# The problem
Can you reproduce all of the rows below word for word, leaving the pictures out of your answer?

# Data in this exercise
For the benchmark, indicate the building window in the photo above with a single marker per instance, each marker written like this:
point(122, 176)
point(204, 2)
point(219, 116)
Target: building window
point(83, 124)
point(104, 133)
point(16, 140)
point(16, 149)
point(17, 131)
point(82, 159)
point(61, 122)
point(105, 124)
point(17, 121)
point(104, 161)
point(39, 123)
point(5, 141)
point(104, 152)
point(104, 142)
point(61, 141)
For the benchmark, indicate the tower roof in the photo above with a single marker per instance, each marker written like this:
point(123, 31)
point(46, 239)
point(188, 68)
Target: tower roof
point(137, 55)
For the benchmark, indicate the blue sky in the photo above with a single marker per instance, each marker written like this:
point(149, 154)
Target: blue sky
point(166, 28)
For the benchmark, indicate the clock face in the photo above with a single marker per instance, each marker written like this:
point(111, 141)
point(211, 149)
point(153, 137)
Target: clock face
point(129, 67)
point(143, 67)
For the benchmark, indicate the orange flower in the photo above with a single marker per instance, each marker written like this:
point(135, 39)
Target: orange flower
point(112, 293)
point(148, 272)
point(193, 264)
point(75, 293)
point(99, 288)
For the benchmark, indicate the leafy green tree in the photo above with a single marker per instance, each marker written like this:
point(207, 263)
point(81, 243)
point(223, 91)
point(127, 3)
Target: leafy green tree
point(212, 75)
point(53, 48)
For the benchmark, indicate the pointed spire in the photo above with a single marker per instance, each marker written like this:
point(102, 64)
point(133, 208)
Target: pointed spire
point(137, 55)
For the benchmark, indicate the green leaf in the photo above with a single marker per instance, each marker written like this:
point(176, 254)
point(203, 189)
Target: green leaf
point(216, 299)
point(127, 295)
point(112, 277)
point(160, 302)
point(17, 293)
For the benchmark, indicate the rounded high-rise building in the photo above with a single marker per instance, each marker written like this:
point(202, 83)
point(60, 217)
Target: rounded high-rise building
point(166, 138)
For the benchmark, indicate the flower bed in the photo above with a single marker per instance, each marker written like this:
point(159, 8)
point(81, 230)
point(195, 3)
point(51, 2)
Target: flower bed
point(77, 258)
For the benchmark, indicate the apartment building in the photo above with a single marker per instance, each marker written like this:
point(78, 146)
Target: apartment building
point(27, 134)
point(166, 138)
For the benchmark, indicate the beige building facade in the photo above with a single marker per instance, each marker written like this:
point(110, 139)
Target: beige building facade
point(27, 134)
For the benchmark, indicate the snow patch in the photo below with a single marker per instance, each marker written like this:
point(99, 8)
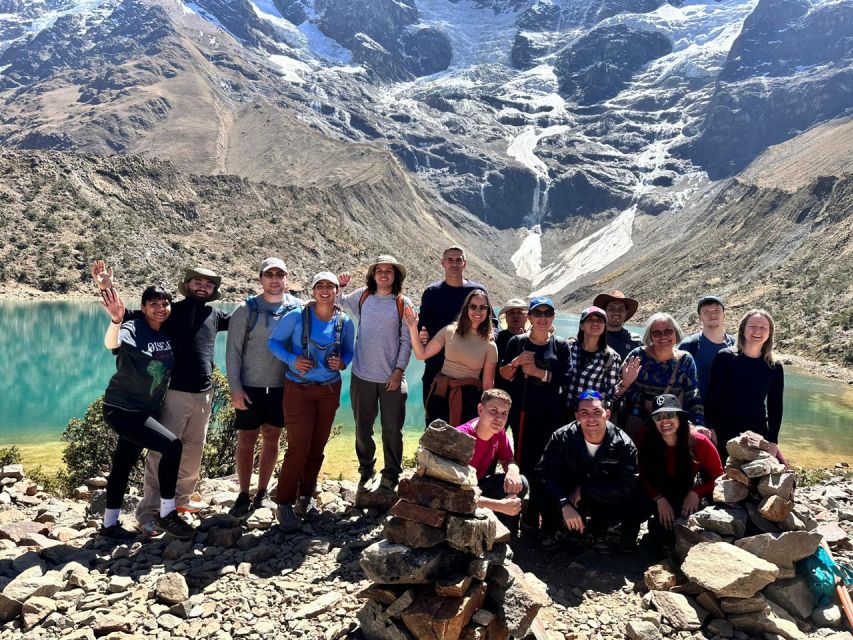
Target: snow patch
point(589, 255)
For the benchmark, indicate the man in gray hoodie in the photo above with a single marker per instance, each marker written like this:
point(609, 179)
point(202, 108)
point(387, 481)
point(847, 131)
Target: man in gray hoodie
point(256, 380)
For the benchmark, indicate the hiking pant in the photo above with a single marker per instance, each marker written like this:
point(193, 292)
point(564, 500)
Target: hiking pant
point(186, 415)
point(137, 431)
point(309, 410)
point(368, 399)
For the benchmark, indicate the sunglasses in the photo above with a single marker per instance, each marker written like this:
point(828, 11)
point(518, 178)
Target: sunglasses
point(664, 415)
point(660, 333)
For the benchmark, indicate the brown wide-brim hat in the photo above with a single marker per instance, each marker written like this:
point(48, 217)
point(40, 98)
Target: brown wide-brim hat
point(603, 299)
point(387, 259)
point(200, 272)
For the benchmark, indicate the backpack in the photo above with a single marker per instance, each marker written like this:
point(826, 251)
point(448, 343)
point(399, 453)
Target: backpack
point(255, 314)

# Answer to this exercise
For the benchmark, indicate the building window in the photo above with a single marker per instance, each marker written like this:
point(122, 176)
point(204, 2)
point(219, 116)
Target: building window
point(83, 124)
point(104, 133)
point(16, 140)
point(16, 149)
point(17, 131)
point(82, 159)
point(61, 122)
point(105, 124)
point(17, 121)
point(104, 161)
point(39, 123)
point(5, 141)
point(104, 152)
point(104, 142)
point(61, 141)
For the benchmark, indicate the tower roof in the photo above with a single marker per instance, each marker written like this:
point(123, 31)
point(46, 239)
point(188, 68)
Target: tower roof
point(137, 55)
For the benchmark, indicate the blue sky in the photo above with a single marker per instance, each marker written like this:
point(149, 154)
Target: blue sky
point(166, 28)
For the benchmark, indicate the clock face in the photo above with a single marker per instance, each marker written like this:
point(111, 141)
point(211, 149)
point(153, 137)
Target: clock face
point(129, 67)
point(143, 67)
For the benchmark, indicate the orange flower in the photo above with a single marker per instance, each marker written like this:
point(135, 39)
Target: orange flower
point(112, 293)
point(148, 272)
point(193, 264)
point(75, 293)
point(99, 288)
For the benchmark, indicate the leafy green tree in the photo above with a single marker per instance, each marker written like this:
point(207, 263)
point(81, 243)
point(223, 91)
point(127, 3)
Target: leafy green tree
point(212, 75)
point(53, 48)
For the benchmark, indicate the pointed spire in the photo above with a single marker per instance, each marker written like this:
point(102, 64)
point(133, 208)
Target: pointed spire
point(137, 55)
For the benchmark, indicate the green leaf in the photo above with a single marker per instance, each marker written like this:
point(176, 254)
point(203, 189)
Target: green leaf
point(216, 299)
point(127, 295)
point(112, 277)
point(160, 302)
point(17, 293)
For the benchmark, indicate the rounded high-rise building in the photo above with a single marker per instance, each marker written like this:
point(202, 83)
point(60, 217)
Target: rounded high-rise building
point(166, 138)
For the benchmark, indicate the flower bed in the photo above with a single marker per instance, each marker written like this:
point(159, 8)
point(81, 230)
point(195, 3)
point(51, 2)
Target: flower bed
point(77, 258)
For the benchmark, indicate the apartment building in the photo above with a single marker per instance, each marker written like this:
point(78, 146)
Target: apartment building
point(27, 134)
point(166, 138)
For the benchmark, indicate the beige building facade in the photo above with a single marker per instance, each marker written like this:
point(110, 139)
Target: beige building facade
point(27, 134)
For the benchmark, indicate the snow patch in the photo below with a single marker per instance, each marker written like this:
point(99, 8)
Target: snow patch
point(589, 255)
For the benchmark, indicate the man in gray hoodie in the photo above with a single marker per instance, each marker written like this:
point(609, 179)
point(202, 108)
point(387, 481)
point(847, 131)
Target: man in gray hoodie
point(256, 380)
For the benchmark, indicate the hiking pant in the photo above with a single marker per instance, each marker written like this:
point(193, 292)
point(564, 500)
Target: hiking pant
point(186, 415)
point(137, 431)
point(309, 410)
point(368, 399)
For the benchmark, indicate the sunglasses in the photo above with a single marker per instance, each marker written like this:
point(828, 11)
point(518, 178)
Target: sunglasses
point(664, 415)
point(660, 333)
For the benchmark, indicate the brown wide-brim hat in the photo above with a single marker per instance, each marker written like this:
point(48, 217)
point(40, 98)
Target: brown wide-brim hat
point(603, 299)
point(387, 259)
point(200, 272)
For the benchmark, indicate the backpack in the photo above with a single marker per instance, each marker written like this:
point(826, 251)
point(448, 343)
point(399, 453)
Target: backpack
point(255, 314)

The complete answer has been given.